About a month ago, I updated you about a new member perk we were working on, one that continued the Autopian’s exclusive in the industry tradition of generating unique member perks on 40+ year-old deeply obsolete 8-bit computers. Well, I’m happy to say that after about a month of exciting, tedious, and sometimes terrifying work, the hardest part of this has been completed, and we are well on our way to producing our all-new member perk: unique, randomly-generated 8-bit cars!
You remember why we do this, right? By now, you must know all about the benefits of becoming an Autopian member: it helps to support good, independent media in these trying times, I’ll draw you a car for your birthday, you’ll get some great swag and merch. But for renewing members, I can’t hand-draw you another car every year – I need to find some sort of way to at least partially automate the process, while still keeping some degree of personal, even intimate connection. That’s where these 8-bit cars come in!
Last year I did this but made these funny little robot guys, something David was never really down with. That’s because David couldn’t get past the idea that we are a car website, and should be producing car images. I ignored him last year, because I’d already made all the robot graphics and it’s just fun, but this year – well, this year I gave in and made cars.
I hand-made all of the graphical elements for these cars, pixel-by-pixel. And, on an old Apple II, the vintage computer I’m doing all of this on, that’s not easy, because Apple II graphics are deeply weird. I love them and I think they have so much charm, but there’s all kinds of weird color restrictions and other bizarre limitations to deal with – I go over it all in this post.
Last time, I made robots with three sections, and five options for each part, not counting color changes. This time, for the cars, there are four sections, with ten options for each part:
There’s a roof bit, a grille, a pair of lights/fenders, and then the bumper/wheels. So, 40 pieces in all, which you can see here, arranged into ten separate cars:
They’re kind of bonkers looking, I know, but that’s what you get when you combine me and archaic machines like these, I suppose. The Apple II basic high resolution screen (high resolution in the context of a machine developed in 1977 means 280 pixels by 192 pixels. You have file icons on your desk with more pixels.) can display six colors: black, white, purple, green, orange and blue, so that should explain the garish color choices.

Dataset excerpt ->
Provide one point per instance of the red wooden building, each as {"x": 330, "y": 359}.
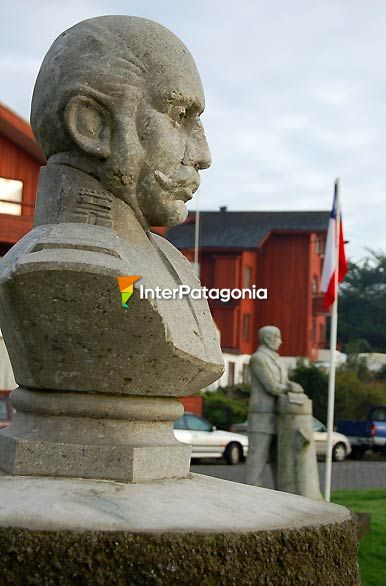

Problems to solve ->
a - Summarize the text about the 8-bit car member perk in two sentences.
b - Carry the text about the 8-bit car member perk forward from its final sentence.
The listing has no connection to the text about the 8-bit car member perk.

Expected results ->
a - The Autopian has finished the hardest part of a new perk for renewing members: unique, randomly generated 8-bit cars made on an old Apple II, which replace last year's robots. Each car combines four hand-made pixel sections with ten options apiece, 40 pieces in all, and their garish colors come from the six colors the Apple II's 280-by-192 high-resolution screen can display.

b -
Oh, and saving the graphics turned out to be a challenge as well, because of an error in the software I was using. This was terrifying, because I could have lost all of the work I’d done, which, if that happened, would have ended in me attempting to swallow a bunch of billiard balls. I took a gamble and saved to disk the area of memory I thought the shapes were stored in, and made some educated guesses about the size of this 40-element shape table – thankfully, it worked. That’s about 12.5 kilobytes of graphical data, by the way.
I’ll be making cars from randomized elements for each of the four sections, with ten choices for each, and if my mathematical education serves me well – which it never has before – then I think that comes to, let’s see… screw it, let me Google this?
So the formula seems to be
nCr = n!/ (r! * (n-r)!)
So, we have 40 total options for four separate elements, which if we plug those values into the formula, we get 40C4 = 40! / (4! * (40-4)!) = 91,390 possible cars!
Wait, is that right? Because there’s 40 separate parts, but they’re divided into four categories of 10 options each. So would that affect how many cars can get made? Screw it, I don’t know. But I’m pretty sure there’ll be plenty. I hope?
I’ll also be randomizing car names, with year, make and model, so every car will have that, too.
The program that generates these cars will be run on a real, honest-to-Woz 1980-era Apple II Plus, and the images will be transferred to the modern world by having the Apple II trigger the shutter of a camera via its game controller port!
Yes, that’s right, exciting stuff!
So if you want your own custom, only-one-in-the-world 8-bit car, you need to become a member, or renew your membership! I’ll be finishing the car randomizer/car name generator BASIC program hopefully this week, and we should be delivering these soon!
It feels good to be an Autopian, right?
[Ed Note: As a reminder, this is for Velour or RCL members for now… MH]
We had an AppleIIC+ when I was growing up. I remember wondering why the game graphics were so heavy on green and purple, even though our later model could use more colors. I put in many hours on the original Test Drive from Accolade.
We had it from about 1986 right up until it was replaced by an IBM Aptiva around around 1995. The Aptiva had a 1.6 GIGABYTE hard drive, causing young me to exclaim, “What’s a GIG? A thousand Megs? How are we ever going to use that?”
So… Does your use of “another” mean that someone who upgraded to, say, Velour while renewing, who therefore hasn’t yet received a hand-drawn car at all, is still eligible? You know, hypothetically?
I love the graphics! My first computer was an Apple IIGS, and my elementary school had a lab full of Apple II clones.
Jason, do you have one of these?
https://www.bigmessowires.com/floppy-emu/
I don’t! I just transfer stuff from my modern Mac to real disks via a serial cable link. But I do want one of those, as it would be a lot easier and the old recycled floppies I use are going to run out someday!
The last time I tried to use floppies, the rust just kind of crumbled off of the plastic disk and took all 144k of data with it.
You have got to clean up the case and keyboard on that IIc!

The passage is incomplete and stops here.